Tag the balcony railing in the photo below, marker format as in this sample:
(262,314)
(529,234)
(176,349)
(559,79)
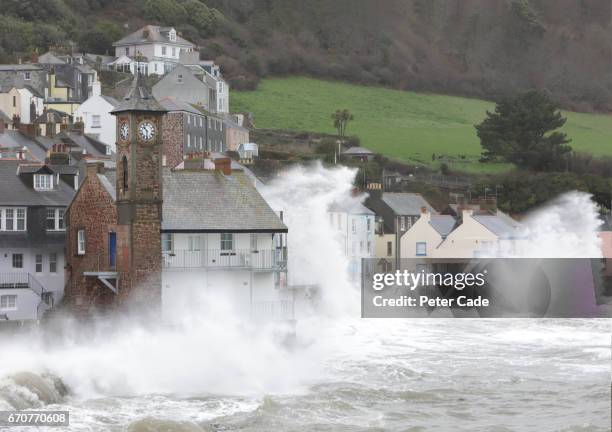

Task description
Copy the entries above word for word, leaving out the pictures.

Solution for this problem
Tag the balcony railing in the photo below, marker format as in this sample:
(262,314)
(529,234)
(176,349)
(559,79)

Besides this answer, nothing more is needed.